# What you are asked to do
Could you write out the items from the start up to and including the line with "point(509, 664)", replacing "pixel coordinates" with "image coordinates" and leaving everything else as it is?

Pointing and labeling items
···

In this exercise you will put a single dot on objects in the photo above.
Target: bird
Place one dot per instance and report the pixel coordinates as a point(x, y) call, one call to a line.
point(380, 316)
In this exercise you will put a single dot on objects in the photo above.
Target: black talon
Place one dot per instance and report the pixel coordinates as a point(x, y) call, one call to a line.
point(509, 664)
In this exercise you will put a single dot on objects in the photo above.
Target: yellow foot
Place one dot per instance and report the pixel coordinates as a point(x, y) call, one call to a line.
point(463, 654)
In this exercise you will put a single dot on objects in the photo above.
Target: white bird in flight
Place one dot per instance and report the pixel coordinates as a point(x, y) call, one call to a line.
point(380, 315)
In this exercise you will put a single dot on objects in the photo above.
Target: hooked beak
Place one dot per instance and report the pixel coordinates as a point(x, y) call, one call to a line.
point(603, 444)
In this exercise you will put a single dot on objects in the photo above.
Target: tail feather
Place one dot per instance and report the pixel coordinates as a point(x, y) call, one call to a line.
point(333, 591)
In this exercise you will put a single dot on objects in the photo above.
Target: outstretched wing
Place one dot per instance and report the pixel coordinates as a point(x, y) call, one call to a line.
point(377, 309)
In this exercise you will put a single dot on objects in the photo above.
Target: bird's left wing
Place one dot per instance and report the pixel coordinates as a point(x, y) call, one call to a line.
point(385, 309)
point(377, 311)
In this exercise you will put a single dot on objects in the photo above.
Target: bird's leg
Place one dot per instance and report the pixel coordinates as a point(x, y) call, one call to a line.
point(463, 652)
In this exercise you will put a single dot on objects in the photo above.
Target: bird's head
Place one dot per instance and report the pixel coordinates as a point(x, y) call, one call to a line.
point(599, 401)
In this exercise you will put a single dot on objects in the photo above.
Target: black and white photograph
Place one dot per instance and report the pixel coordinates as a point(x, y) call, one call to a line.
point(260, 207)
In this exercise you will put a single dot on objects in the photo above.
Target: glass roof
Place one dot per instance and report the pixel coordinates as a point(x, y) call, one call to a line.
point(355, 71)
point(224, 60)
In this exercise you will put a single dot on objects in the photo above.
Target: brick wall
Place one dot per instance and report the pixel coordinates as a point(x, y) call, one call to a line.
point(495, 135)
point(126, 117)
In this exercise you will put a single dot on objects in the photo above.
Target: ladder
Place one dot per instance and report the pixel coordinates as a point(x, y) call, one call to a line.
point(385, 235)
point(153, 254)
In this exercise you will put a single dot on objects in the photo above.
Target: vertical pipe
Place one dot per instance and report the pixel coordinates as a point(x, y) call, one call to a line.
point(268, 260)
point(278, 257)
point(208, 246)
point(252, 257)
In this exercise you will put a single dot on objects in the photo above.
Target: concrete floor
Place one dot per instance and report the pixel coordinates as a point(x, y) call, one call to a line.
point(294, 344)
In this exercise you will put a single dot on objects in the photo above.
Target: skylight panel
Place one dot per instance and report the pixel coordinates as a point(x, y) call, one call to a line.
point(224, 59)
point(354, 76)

···

# Response to this task
In this exercise you will put a single dot on objects in the photo above.
Target: bird
Place one dot per instance and report the image coordinates as a point(x, y) call, one call to a line.
point(380, 316)
In this exercise you will put a single dot on objects in the photo above.
Target: black talon
Place one dot per instance and report the image coordinates as a point(x, y) call, one call to a line.
point(509, 664)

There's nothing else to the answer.